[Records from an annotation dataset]
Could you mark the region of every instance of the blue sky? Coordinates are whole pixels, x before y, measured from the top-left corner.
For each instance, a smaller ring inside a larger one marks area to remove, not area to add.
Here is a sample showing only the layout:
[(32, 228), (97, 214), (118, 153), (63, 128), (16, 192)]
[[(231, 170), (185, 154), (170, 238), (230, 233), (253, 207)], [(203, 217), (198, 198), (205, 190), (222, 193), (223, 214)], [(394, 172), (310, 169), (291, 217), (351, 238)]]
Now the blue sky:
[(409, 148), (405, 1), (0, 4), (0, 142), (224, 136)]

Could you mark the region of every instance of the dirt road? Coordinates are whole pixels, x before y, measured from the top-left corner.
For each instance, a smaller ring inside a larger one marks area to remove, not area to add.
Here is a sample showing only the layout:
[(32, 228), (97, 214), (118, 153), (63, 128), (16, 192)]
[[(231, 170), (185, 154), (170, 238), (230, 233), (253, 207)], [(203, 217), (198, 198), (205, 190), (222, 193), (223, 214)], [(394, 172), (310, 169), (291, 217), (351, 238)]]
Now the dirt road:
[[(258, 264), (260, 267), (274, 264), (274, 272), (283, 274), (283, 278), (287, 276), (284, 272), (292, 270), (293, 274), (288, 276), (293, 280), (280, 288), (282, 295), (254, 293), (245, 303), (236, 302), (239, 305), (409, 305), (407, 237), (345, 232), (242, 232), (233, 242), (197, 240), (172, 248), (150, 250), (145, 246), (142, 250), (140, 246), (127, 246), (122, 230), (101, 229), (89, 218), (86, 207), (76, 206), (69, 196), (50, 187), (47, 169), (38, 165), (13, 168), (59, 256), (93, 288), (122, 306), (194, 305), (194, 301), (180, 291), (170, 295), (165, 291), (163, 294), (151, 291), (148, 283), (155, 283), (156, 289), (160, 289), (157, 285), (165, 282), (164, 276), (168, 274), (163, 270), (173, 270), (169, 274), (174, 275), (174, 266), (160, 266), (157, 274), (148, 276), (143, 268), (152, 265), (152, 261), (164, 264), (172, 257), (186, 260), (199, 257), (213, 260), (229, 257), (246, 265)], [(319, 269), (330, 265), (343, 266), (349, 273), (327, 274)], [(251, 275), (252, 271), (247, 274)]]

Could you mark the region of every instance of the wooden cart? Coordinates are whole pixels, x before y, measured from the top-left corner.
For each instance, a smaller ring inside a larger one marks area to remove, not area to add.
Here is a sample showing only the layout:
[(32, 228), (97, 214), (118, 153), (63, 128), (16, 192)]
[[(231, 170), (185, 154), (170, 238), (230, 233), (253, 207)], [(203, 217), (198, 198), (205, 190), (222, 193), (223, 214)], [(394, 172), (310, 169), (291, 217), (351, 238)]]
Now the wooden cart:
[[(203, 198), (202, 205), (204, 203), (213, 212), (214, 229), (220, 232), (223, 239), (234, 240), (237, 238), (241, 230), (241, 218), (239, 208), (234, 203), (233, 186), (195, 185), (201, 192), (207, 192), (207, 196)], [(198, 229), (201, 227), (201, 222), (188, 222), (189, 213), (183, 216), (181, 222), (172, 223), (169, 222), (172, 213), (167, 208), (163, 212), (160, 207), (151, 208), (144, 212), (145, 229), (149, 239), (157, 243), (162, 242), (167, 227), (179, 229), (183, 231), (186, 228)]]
--
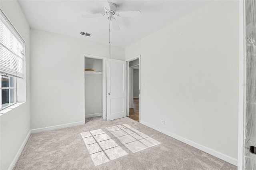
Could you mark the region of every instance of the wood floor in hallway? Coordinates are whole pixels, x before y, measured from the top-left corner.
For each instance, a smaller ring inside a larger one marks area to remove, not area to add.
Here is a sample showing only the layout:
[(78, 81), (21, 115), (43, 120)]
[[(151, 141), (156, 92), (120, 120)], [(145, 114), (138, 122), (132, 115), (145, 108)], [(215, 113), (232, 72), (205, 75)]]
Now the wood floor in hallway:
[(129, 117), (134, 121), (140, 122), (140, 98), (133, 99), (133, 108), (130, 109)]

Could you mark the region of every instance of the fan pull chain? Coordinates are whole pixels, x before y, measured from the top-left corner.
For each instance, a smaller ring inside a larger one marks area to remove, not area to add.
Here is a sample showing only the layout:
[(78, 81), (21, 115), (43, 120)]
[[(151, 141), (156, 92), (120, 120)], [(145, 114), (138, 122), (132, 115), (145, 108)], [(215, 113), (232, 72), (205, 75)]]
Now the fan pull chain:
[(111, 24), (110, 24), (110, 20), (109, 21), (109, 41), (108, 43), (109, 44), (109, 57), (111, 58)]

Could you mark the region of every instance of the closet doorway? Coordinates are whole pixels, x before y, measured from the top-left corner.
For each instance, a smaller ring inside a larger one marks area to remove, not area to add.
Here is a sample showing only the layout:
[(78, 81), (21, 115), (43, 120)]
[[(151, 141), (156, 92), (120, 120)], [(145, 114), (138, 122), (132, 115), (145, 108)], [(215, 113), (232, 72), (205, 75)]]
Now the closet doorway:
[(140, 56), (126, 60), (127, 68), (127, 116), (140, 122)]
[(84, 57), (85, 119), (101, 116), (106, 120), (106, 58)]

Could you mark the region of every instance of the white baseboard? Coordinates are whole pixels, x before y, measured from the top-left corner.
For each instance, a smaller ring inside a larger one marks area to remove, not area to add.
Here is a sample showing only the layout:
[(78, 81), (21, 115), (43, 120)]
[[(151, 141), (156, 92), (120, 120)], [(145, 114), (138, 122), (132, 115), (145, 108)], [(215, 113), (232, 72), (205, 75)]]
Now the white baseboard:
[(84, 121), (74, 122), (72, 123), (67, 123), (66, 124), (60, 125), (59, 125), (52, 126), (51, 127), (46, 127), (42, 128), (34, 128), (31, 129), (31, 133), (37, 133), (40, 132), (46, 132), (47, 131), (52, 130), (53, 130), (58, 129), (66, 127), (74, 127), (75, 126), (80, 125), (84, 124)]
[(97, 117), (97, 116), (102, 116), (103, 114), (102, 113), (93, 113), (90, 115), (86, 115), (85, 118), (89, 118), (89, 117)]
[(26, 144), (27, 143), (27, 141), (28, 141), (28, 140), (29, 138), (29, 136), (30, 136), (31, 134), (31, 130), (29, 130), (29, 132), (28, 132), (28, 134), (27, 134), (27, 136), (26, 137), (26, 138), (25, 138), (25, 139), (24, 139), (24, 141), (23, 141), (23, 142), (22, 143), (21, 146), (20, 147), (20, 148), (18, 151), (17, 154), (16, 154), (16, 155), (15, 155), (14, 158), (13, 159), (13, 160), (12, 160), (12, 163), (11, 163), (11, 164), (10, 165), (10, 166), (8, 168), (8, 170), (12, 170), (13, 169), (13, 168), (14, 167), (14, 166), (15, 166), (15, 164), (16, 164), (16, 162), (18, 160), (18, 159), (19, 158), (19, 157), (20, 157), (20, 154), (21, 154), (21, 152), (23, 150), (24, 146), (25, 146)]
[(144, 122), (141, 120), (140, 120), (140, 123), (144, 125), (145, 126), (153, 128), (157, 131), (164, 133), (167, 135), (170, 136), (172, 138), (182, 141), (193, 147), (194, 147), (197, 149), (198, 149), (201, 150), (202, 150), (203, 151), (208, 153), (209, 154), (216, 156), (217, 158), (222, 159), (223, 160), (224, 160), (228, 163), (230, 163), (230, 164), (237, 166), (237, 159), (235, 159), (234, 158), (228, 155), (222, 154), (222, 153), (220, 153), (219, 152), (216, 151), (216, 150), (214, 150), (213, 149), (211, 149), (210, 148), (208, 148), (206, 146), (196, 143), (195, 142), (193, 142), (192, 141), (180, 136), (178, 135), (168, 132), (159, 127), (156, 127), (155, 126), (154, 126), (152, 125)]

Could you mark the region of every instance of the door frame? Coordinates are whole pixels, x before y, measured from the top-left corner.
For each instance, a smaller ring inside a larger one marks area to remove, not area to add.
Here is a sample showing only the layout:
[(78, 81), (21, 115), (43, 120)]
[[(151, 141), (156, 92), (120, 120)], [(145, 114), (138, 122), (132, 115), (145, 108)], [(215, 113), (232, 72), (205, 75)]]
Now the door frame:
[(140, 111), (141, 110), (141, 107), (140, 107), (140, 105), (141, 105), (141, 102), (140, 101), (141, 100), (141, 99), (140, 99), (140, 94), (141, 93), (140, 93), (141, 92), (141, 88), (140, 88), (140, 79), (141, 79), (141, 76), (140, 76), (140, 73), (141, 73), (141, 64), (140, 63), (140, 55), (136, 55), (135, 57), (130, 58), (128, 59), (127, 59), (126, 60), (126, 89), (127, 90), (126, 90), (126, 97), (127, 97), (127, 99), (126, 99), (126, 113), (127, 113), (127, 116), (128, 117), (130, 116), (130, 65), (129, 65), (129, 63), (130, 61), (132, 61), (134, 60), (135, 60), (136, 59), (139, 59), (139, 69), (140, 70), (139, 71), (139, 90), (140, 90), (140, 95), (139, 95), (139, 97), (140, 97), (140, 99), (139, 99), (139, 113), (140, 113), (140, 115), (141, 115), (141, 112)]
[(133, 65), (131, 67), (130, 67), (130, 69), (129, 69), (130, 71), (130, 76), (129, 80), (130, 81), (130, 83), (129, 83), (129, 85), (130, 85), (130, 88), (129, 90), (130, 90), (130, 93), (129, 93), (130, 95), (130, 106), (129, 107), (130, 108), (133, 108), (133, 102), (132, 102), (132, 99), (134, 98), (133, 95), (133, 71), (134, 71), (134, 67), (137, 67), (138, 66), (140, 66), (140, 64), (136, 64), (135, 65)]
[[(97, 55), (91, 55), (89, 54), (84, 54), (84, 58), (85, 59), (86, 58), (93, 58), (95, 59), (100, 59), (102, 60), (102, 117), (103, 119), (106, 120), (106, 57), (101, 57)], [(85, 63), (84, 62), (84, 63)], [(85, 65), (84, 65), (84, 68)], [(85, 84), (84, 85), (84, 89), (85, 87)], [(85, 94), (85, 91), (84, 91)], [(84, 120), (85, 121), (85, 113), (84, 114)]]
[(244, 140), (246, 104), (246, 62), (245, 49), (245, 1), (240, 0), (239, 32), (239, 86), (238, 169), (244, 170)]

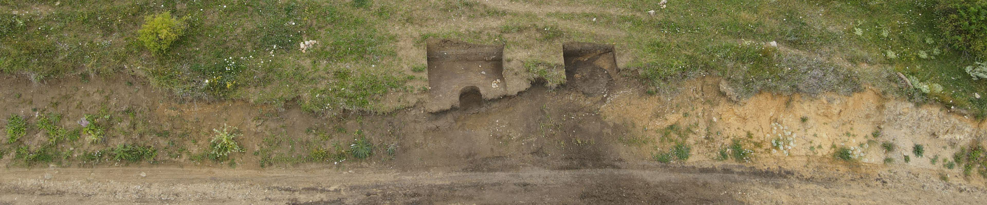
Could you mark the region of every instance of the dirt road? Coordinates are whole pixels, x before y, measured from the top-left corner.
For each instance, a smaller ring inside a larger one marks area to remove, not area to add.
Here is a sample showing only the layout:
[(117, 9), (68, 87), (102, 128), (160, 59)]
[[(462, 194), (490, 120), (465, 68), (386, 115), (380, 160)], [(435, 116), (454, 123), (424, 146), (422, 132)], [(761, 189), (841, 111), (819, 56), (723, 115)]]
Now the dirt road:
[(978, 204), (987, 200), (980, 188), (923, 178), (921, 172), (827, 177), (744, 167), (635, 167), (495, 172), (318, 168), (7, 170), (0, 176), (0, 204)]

### Aim
Rewrite the entries between the line holding "floor in hallway?" and the line holding "108), (130, 109)]", inclusive, changing "wood floor" to "timber floor" and leaving everything else unchanged.

### Result below
Could you mark the region of every instance of the timber floor in hallway? Coordinates are whole pixels, x before y, measured from the top-left corner.
For each instance, a smaller ring inside a larger one marks area to remove, not area to add.
Here is a sample showing only the layout:
[(78, 81), (21, 115), (43, 120)]
[[(151, 141), (156, 92), (120, 120)], [(145, 114), (138, 122), (132, 115), (145, 108)], [(215, 113), (232, 72), (205, 75)]]
Now the timber floor in hallway:
[(129, 117), (134, 121), (140, 122), (140, 98), (133, 99), (133, 108), (130, 109)]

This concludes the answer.